> [Stated problem] List every line in the data below that contains the word "with". Matching is case-sensitive.
..........
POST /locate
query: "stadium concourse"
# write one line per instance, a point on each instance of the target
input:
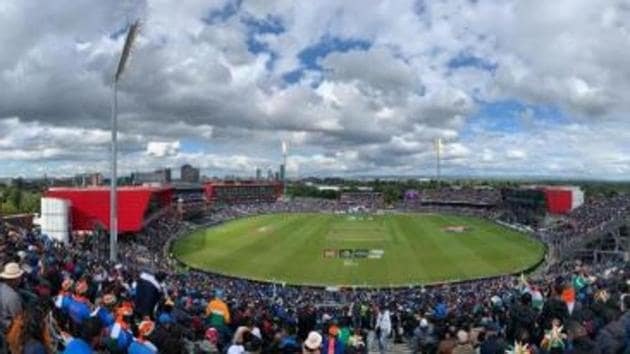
(70, 298)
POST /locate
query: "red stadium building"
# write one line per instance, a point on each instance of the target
(234, 192)
(137, 206)
(562, 199)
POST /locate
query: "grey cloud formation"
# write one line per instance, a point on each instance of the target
(193, 80)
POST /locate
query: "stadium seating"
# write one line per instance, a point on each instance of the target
(570, 307)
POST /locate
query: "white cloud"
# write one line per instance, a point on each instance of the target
(162, 149)
(373, 110)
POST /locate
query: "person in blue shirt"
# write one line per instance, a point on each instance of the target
(118, 334)
(88, 337)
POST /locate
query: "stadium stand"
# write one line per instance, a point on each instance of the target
(70, 298)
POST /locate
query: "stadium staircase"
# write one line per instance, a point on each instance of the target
(579, 245)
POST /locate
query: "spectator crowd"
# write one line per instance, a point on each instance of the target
(72, 299)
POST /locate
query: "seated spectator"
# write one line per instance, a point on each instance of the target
(10, 301)
(29, 333)
(312, 344)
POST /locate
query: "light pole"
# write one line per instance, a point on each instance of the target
(284, 163)
(113, 200)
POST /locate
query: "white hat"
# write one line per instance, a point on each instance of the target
(313, 341)
(11, 271)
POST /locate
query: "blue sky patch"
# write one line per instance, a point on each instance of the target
(511, 116)
(466, 60)
(218, 15)
(310, 56)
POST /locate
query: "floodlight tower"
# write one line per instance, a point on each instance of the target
(438, 152)
(285, 149)
(132, 33)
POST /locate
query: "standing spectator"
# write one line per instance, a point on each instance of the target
(463, 344)
(149, 292)
(331, 344)
(383, 328)
(218, 312)
(10, 301)
(522, 318)
(312, 343)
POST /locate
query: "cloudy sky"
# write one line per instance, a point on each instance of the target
(531, 87)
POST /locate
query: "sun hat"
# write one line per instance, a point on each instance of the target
(11, 270)
(212, 335)
(81, 287)
(333, 330)
(313, 341)
(109, 299)
(146, 327)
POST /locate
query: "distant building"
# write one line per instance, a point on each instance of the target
(162, 176)
(235, 192)
(88, 179)
(189, 174)
(282, 172)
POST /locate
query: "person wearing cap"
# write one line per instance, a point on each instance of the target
(312, 344)
(331, 343)
(141, 344)
(118, 335)
(10, 301)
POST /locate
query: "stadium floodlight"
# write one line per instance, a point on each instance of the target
(132, 33)
(438, 152)
(285, 150)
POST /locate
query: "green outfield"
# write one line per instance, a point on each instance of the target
(368, 250)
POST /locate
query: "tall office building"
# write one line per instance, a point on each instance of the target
(189, 174)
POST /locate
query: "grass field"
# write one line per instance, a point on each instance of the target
(416, 249)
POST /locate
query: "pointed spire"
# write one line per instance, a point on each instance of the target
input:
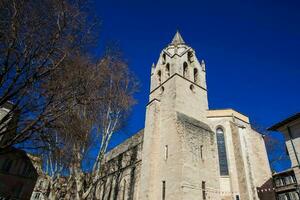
(177, 39)
(152, 68)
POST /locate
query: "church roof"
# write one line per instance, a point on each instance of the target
(285, 122)
(177, 39)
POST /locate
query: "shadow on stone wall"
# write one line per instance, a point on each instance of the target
(266, 192)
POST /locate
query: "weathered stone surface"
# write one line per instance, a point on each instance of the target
(176, 155)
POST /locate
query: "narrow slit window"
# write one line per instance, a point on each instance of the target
(159, 77)
(164, 59)
(201, 151)
(203, 190)
(164, 190)
(168, 70)
(124, 190)
(190, 56)
(222, 152)
(166, 152)
(195, 75)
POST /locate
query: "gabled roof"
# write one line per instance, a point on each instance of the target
(284, 122)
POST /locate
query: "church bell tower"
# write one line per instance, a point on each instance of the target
(179, 148)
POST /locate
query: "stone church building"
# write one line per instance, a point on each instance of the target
(186, 150)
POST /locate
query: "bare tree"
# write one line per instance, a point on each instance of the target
(275, 147)
(104, 95)
(37, 38)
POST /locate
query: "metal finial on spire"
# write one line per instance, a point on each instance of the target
(177, 39)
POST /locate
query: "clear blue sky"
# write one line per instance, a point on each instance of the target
(251, 49)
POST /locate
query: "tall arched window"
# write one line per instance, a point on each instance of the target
(159, 77)
(164, 59)
(195, 75)
(190, 56)
(222, 152)
(185, 69)
(168, 70)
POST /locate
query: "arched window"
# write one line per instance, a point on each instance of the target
(195, 75)
(222, 152)
(164, 59)
(190, 56)
(185, 69)
(159, 77)
(168, 70)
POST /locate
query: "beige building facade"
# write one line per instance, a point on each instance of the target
(186, 150)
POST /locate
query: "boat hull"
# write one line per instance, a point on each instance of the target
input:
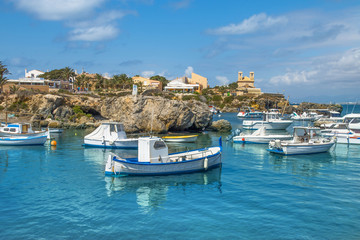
(276, 125)
(296, 149)
(116, 167)
(23, 141)
(180, 139)
(259, 139)
(121, 143)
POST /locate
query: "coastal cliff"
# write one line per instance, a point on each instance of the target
(138, 113)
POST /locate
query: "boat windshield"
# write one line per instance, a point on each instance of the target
(159, 145)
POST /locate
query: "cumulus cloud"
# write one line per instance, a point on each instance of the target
(147, 74)
(58, 9)
(340, 71)
(223, 80)
(180, 4)
(188, 71)
(254, 23)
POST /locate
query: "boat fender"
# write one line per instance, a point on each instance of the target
(206, 163)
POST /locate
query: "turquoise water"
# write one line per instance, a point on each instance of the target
(62, 193)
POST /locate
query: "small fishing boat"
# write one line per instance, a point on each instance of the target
(110, 135)
(23, 140)
(19, 129)
(186, 138)
(259, 136)
(306, 140)
(271, 121)
(154, 159)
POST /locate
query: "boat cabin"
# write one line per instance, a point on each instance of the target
(108, 131)
(304, 134)
(17, 128)
(153, 150)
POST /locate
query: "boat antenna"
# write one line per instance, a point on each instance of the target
(354, 106)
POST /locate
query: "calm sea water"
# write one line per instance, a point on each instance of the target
(62, 193)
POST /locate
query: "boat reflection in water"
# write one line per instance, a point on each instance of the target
(151, 191)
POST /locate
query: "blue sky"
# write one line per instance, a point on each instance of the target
(309, 49)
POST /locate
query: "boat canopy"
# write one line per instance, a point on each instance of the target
(153, 150)
(111, 131)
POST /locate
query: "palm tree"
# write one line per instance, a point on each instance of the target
(3, 71)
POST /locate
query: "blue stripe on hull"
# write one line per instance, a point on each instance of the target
(107, 146)
(111, 174)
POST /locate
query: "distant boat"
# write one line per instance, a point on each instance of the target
(259, 136)
(249, 113)
(185, 138)
(19, 129)
(306, 140)
(271, 121)
(110, 135)
(23, 140)
(154, 159)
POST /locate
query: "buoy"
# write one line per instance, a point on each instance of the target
(206, 163)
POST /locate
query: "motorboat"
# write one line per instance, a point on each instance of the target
(184, 139)
(271, 121)
(306, 140)
(302, 117)
(19, 129)
(353, 120)
(250, 113)
(23, 140)
(154, 159)
(259, 136)
(342, 133)
(110, 135)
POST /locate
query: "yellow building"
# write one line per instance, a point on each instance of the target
(197, 79)
(148, 83)
(246, 85)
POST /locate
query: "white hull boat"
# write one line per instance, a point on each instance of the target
(272, 121)
(306, 140)
(110, 135)
(153, 159)
(259, 136)
(23, 140)
(183, 139)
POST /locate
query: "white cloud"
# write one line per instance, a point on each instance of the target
(58, 9)
(147, 74)
(328, 71)
(223, 80)
(254, 23)
(188, 71)
(98, 33)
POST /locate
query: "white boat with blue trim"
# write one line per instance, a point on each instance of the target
(306, 140)
(23, 140)
(260, 136)
(110, 135)
(154, 159)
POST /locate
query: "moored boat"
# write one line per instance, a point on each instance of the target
(154, 159)
(19, 129)
(23, 140)
(185, 138)
(271, 121)
(306, 140)
(110, 135)
(260, 136)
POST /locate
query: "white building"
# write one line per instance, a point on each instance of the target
(180, 84)
(33, 73)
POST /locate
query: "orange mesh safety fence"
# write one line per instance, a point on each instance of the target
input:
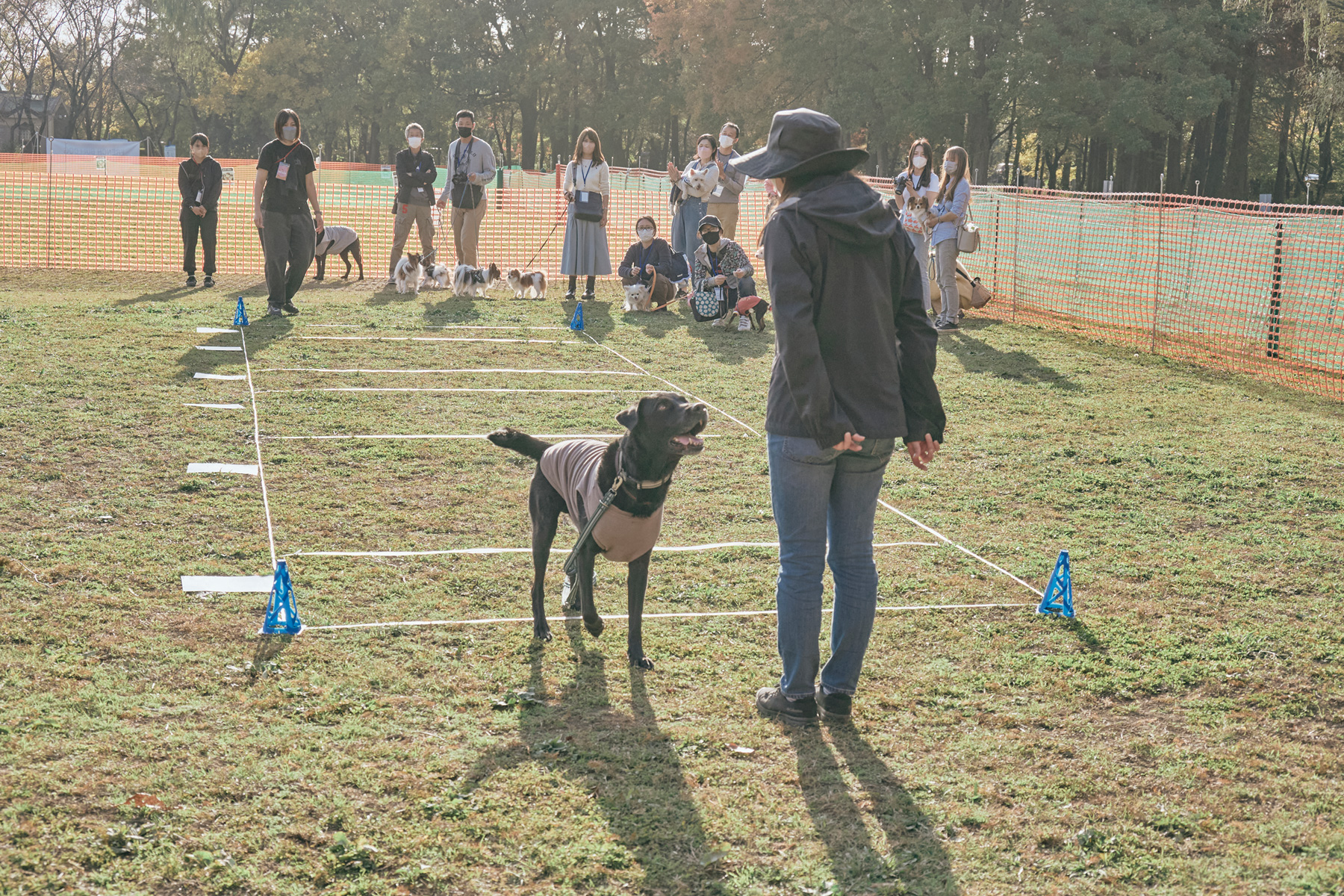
(1236, 285)
(1241, 287)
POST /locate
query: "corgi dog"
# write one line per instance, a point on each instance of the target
(475, 281)
(408, 274)
(531, 282)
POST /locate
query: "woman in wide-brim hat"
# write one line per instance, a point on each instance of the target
(853, 374)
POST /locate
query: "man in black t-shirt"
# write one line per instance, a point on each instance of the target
(284, 188)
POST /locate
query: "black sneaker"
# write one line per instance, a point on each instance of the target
(773, 704)
(833, 709)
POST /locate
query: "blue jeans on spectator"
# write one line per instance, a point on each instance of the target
(820, 497)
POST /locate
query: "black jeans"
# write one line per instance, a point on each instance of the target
(193, 225)
(288, 240)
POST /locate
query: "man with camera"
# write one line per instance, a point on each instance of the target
(470, 166)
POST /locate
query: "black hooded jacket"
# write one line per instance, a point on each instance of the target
(853, 348)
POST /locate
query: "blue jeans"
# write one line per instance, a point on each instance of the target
(819, 496)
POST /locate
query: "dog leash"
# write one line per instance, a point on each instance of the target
(571, 563)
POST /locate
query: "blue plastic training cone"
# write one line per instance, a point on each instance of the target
(281, 615)
(1060, 594)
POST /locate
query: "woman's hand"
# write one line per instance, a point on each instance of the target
(921, 453)
(850, 444)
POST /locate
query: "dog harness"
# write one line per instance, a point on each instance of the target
(571, 467)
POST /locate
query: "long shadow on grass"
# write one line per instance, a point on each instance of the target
(913, 853)
(977, 356)
(623, 759)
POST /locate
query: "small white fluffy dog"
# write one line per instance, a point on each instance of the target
(408, 274)
(530, 284)
(475, 281)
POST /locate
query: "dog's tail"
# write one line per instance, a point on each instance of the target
(520, 442)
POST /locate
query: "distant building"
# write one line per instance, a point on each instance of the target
(26, 120)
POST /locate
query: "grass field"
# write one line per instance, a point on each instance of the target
(1182, 736)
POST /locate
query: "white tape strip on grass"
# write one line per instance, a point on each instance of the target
(411, 388)
(967, 551)
(261, 473)
(444, 339)
(457, 370)
(675, 388)
(228, 583)
(648, 615)
(246, 469)
(659, 547)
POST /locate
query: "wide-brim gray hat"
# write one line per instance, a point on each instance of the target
(803, 141)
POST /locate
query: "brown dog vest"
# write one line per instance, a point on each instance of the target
(571, 470)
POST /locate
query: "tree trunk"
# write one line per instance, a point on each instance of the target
(1234, 186)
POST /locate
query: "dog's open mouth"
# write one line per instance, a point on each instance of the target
(690, 442)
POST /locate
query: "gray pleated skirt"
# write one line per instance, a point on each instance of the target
(585, 247)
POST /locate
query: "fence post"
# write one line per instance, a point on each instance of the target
(1276, 308)
(1157, 267)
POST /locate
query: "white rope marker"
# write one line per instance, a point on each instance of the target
(265, 499)
(458, 370)
(659, 547)
(647, 615)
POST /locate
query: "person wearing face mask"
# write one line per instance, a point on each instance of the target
(586, 252)
(722, 274)
(199, 181)
(648, 255)
(691, 188)
(470, 167)
(853, 373)
(724, 202)
(918, 179)
(285, 187)
(416, 176)
(953, 202)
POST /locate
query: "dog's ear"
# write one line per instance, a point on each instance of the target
(631, 417)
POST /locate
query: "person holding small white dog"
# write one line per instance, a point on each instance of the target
(588, 190)
(416, 176)
(470, 166)
(724, 199)
(918, 180)
(691, 188)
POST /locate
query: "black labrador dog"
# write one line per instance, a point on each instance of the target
(662, 428)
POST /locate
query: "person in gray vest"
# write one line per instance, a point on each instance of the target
(470, 167)
(416, 176)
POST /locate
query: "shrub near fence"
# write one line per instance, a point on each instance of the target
(1238, 287)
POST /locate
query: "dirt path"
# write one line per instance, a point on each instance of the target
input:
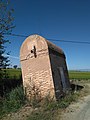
(78, 111)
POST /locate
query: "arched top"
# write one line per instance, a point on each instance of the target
(38, 43)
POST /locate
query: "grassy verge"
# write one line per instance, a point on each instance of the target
(12, 101)
(49, 110)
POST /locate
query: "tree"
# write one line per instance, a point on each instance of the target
(6, 26)
(15, 66)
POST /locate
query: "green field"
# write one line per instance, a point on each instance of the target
(72, 74)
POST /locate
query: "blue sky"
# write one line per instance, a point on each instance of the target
(54, 19)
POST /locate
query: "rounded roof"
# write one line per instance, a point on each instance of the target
(40, 43)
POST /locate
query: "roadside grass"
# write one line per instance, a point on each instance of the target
(12, 101)
(46, 109)
(49, 110)
(16, 73)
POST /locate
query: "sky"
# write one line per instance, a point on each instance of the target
(53, 19)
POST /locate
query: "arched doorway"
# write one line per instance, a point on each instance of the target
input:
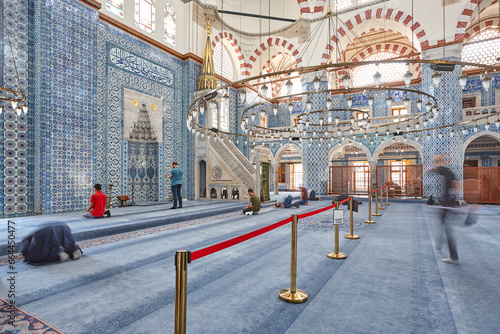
(399, 166)
(482, 169)
(349, 171)
(290, 170)
(203, 178)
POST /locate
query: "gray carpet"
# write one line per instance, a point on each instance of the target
(392, 281)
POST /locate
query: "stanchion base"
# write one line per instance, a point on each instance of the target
(298, 296)
(336, 256)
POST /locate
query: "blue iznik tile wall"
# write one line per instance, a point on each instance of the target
(14, 188)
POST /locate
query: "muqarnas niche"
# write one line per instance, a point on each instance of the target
(143, 124)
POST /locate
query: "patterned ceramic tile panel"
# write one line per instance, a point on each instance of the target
(14, 188)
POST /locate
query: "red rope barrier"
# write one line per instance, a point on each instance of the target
(231, 242)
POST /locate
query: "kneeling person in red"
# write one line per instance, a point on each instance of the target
(97, 206)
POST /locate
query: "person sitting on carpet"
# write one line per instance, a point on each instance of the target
(97, 204)
(254, 206)
(286, 202)
(312, 196)
(304, 197)
(50, 243)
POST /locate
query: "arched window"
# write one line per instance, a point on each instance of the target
(219, 117)
(169, 24)
(221, 56)
(363, 75)
(115, 7)
(145, 15)
(482, 47)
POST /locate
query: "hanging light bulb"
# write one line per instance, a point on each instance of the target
(376, 78)
(243, 94)
(408, 75)
(349, 102)
(370, 100)
(428, 106)
(436, 78)
(308, 105)
(316, 83)
(263, 90)
(419, 104)
(388, 100)
(486, 81)
(289, 86)
(406, 101)
(346, 79)
(328, 103)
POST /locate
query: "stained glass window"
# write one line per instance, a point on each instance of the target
(482, 48)
(169, 24)
(391, 72)
(145, 15)
(115, 7)
(221, 56)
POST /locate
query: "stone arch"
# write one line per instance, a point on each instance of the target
(357, 144)
(264, 46)
(409, 141)
(279, 153)
(262, 148)
(466, 17)
(469, 140)
(236, 48)
(392, 14)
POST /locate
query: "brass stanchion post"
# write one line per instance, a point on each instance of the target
(293, 295)
(387, 195)
(381, 207)
(352, 235)
(182, 258)
(376, 204)
(369, 221)
(337, 255)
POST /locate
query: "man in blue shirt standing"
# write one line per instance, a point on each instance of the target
(176, 183)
..........
> [Answer]
query: "white boat with blue trim"
query: "man with camera"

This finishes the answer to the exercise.